- WHAT THE EXERCISE ASKS
Output the items below as a Markdown table with two columns, n for the row number and Line for the line itself, skipping any blank lines.

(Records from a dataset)

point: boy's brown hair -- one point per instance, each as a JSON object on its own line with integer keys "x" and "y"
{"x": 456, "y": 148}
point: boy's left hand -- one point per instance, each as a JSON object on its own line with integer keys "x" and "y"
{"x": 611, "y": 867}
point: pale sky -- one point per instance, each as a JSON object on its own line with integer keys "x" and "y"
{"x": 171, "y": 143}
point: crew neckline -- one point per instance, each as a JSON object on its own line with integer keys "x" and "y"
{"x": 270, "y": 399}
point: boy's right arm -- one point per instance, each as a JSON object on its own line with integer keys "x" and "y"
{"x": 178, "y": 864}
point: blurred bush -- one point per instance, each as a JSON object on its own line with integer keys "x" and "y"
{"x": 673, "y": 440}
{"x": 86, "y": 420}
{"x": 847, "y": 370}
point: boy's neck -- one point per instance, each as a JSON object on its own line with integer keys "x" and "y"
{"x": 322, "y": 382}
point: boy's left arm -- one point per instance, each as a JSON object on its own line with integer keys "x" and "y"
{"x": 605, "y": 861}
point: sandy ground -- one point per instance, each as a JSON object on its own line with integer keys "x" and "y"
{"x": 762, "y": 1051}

- OUTPUT
| n | Line |
|---|---|
| 1 | point: boy's brown hair -- one point per instance, each as a JSON object on its own line with integer keys "x" and "y" |
| 2 | {"x": 456, "y": 148} |
| 3 | point: boy's left hand -- one point per instance, each as a JSON object on its own line with integer keys "x" and "y" |
| 4 | {"x": 611, "y": 867} |
| 5 | point: pale sky -- one point per instance, each as a JSON object on its own line with integer keys "x" and "y" |
| 6 | {"x": 171, "y": 143} |
| 7 | point: crew neckline -- one point per instance, each as a JSON object on its own line with integer keys "x" and "y" |
| 8 | {"x": 270, "y": 399} |
| 9 | point: boy's right arm -- one point per instance, each as a JSON object on its own line with integer keys "x" and "y" |
| 10 | {"x": 178, "y": 864} |
| 11 | point: blurred bush -- one point per instance, each as a JSON object on its own line with integer keys "x" and "y" |
| 12 | {"x": 673, "y": 440} |
| 13 | {"x": 86, "y": 420} |
| 14 | {"x": 847, "y": 370} |
| 15 | point: boy's neck -- one point per instance, each as a JSON object on its own line with integer keys "x" and "y" |
| 16 | {"x": 322, "y": 382} |
| 17 | point: boy's left arm -- one point per instance, each as a JSON object on its own line with integer keys "x" and "y" |
| 18 | {"x": 605, "y": 861} |
| 19 | point: sandy ground -- one point per instance, each as a JSON object on its own line with integer keys "x" and "y" |
| 20 | {"x": 762, "y": 1051} |